### Text segment
• • •

Joint Venture Intellectual Property Dispute



An international biotechnology joint venture between four companies was formed to acquire DNA sequence information for selected species and to identify genes that controlled a number of commercially important traits for product quality and for agricultural productivity. The four partner companies contributed various technologies to the joint venture and shared specific development and intellectual property rights within a field of use within their target businesses. Each of the joint venture partners maintained separate technologies from their in-house research and enjoyed intellectual property rights from joint venture technologies in fields of use that were independent of the joint venture.
A dispute arose when one of the joint venture partners applied independently for a PCT patent in a field of use that appeared to be covered by the joint venture bylaws. The patent sought intellectual property protection for several genes and claimed increased productivity within the agricultural field of use of the other three joint venture partners. The complainant joint venture partners exercised rights to conduct an investigation of the defendant joint venture partner's records of discovery and business records to determine the chain of ownership for the disputed technology.
The investigation of the defendant partner's business practices, laboratory notebook records, and DNA sequence databases was undertaken to determine: date of DNA sequence discovery, dates and scope of experiments carried out to ascribe utility to the DNA sequences, name of the technician, payroll records, comparison of specific sequences to DNA sequences to those included in the joint venture DNA database. These investigations were carried out on DNA sequences in the research and development pipeline as well as DNA sequences included in specific patent applications.

• • •

### Record set
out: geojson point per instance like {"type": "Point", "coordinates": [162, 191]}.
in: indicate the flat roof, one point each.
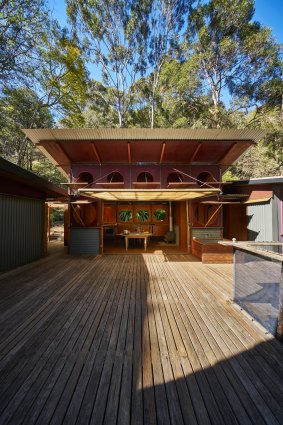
{"type": "Point", "coordinates": [23, 178]}
{"type": "Point", "coordinates": [65, 147]}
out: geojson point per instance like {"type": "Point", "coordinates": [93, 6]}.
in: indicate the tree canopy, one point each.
{"type": "Point", "coordinates": [130, 63]}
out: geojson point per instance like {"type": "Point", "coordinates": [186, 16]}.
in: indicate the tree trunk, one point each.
{"type": "Point", "coordinates": [152, 110]}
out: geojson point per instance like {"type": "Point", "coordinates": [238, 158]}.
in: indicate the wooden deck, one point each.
{"type": "Point", "coordinates": [133, 339]}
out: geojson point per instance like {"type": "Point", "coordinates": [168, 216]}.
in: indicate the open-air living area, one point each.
{"type": "Point", "coordinates": [133, 339]}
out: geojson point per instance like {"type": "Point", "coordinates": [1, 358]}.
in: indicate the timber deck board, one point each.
{"type": "Point", "coordinates": [133, 339]}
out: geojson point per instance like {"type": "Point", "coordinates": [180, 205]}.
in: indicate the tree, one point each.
{"type": "Point", "coordinates": [166, 22]}
{"type": "Point", "coordinates": [234, 55]}
{"type": "Point", "coordinates": [21, 108]}
{"type": "Point", "coordinates": [22, 24]}
{"type": "Point", "coordinates": [115, 32]}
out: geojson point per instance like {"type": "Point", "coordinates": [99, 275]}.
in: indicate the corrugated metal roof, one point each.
{"type": "Point", "coordinates": [14, 172]}
{"type": "Point", "coordinates": [37, 135]}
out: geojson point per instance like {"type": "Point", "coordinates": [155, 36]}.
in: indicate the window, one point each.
{"type": "Point", "coordinates": [125, 215]}
{"type": "Point", "coordinates": [160, 215]}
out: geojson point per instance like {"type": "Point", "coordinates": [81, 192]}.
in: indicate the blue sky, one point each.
{"type": "Point", "coordinates": [270, 13]}
{"type": "Point", "coordinates": [267, 12]}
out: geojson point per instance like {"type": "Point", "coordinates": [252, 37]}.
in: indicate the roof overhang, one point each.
{"type": "Point", "coordinates": [65, 147]}
{"type": "Point", "coordinates": [131, 195]}
{"type": "Point", "coordinates": [16, 180]}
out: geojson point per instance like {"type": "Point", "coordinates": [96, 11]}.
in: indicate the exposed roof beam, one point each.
{"type": "Point", "coordinates": [63, 151]}
{"type": "Point", "coordinates": [227, 153]}
{"type": "Point", "coordinates": [195, 152]}
{"type": "Point", "coordinates": [96, 153]}
{"type": "Point", "coordinates": [162, 152]}
{"type": "Point", "coordinates": [129, 153]}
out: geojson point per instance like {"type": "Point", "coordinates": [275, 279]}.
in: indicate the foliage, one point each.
{"type": "Point", "coordinates": [125, 215]}
{"type": "Point", "coordinates": [234, 56]}
{"type": "Point", "coordinates": [159, 215]}
{"type": "Point", "coordinates": [22, 26]}
{"type": "Point", "coordinates": [115, 31]}
{"type": "Point", "coordinates": [142, 215]}
{"type": "Point", "coordinates": [161, 63]}
{"type": "Point", "coordinates": [21, 108]}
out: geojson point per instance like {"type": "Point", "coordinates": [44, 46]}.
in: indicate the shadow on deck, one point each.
{"type": "Point", "coordinates": [132, 339]}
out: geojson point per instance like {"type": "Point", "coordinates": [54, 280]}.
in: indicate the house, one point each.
{"type": "Point", "coordinates": [166, 183]}
{"type": "Point", "coordinates": [259, 215]}
{"type": "Point", "coordinates": [23, 212]}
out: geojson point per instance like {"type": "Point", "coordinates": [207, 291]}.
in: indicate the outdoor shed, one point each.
{"type": "Point", "coordinates": [23, 217]}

• • •

### Activity list
a: Retype the stretch of the joint venture dispute passage from "Joint Venture Intellectual" through "the joint venture.".
b: Write the next part of the joint venture dispute passage, beginning after its last sentence.

### Answers for the exercise
a:
Joint Venture Intellectual Property Dispute



An international biotechnology joint venture between four companies was formed to acquire DNA sequence information for selected species and to identify genes that controlled a number of commercially important traits for product quality and for agricultural productivity. The four partner companies contributed various technologies to the joint venture and shared specific development and intellectual property rights within a field of use within their target businesses. Each of the joint venture partners maintained separate technologies from their in-house research and enjoyed intellectual property rights from joint venture technologies in fields of use that were independent of the joint venture.

b:
The investigation revealed that the defending joint venture partner regularly moved technicians between projects related to the joint venture and projects unrelated to the joint venture during times that payroll billing records showed that those technicians were being funded solely by joint venture funds. The investigation of laboratory notebooks also revealed that it was common practice for technicians to be simultaneously including both joint venture DNA sequences and non joint venture sequences in the same experiments further complicating the chain of ownership.
Following the examination of laboratory records, the number of DNA sequences subject to intellectual property rights dispute increased to include several hundred DNA sequences that appeared to be either identical or had substantial similarity to DNA sequences covered by the joint venture bylaws. Specifically the development of these additional DNA sequences were being applied to product development pathways that were outside of the scope of the joint venture or being excluded from records relevant to joint venture discovery. Examination of the disputed patent application revealed that several claimed fields of use for the claimed DNA sequences were included within the scope of the joint venture charter.
Settlement over the disputed DNA sequences and intellectual property rights was reached out of court.